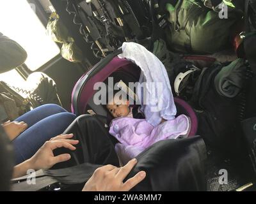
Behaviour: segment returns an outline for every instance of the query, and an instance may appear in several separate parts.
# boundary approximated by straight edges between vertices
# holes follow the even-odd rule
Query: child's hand
[[[28,128],[28,124],[24,122],[7,121],[2,124],[5,133],[11,140],[14,140],[22,132]]]

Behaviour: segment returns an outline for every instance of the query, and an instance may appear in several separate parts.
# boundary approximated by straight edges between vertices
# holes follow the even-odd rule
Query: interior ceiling
[[[47,13],[51,13],[52,11],[51,10],[51,7],[53,8],[52,4],[51,4],[50,0],[39,0],[38,1],[41,4],[42,6],[43,6],[44,10]]]

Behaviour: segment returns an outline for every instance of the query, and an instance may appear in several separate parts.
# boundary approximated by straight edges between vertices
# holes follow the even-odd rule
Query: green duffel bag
........
- [What is being asked] Copy all the records above line for line, without changing anything, but leave the pictures out.

- [Result for this task]
Behaviour: segment returns an outline for every instance of the query, and an instance may appear in several separate parts.
# boundary approximated by straight edges between vertices
# holes follow the even-odd rule
Query: child's hand
[[[28,128],[28,124],[24,122],[7,121],[2,124],[5,133],[11,140],[14,140],[22,132]]]

Behaviour: segment returns an outline for every instance of the query, and an instance may appear in several separate parts.
# boundary approximated by straight edges between vertices
# holes follow the even-odd rule
Query: interior ceiling
[[[47,13],[51,13],[52,11],[51,10],[51,7],[53,8],[52,4],[51,4],[50,0],[39,0],[38,1],[41,4],[42,6],[43,6],[44,10]]]

Behaviour: segment returns an outline for every instance of the query, and an instance may appear in several separate parts.
# boundary approximated by straight edges between vertices
# holes follow the even-odd rule
Query: green duffel bag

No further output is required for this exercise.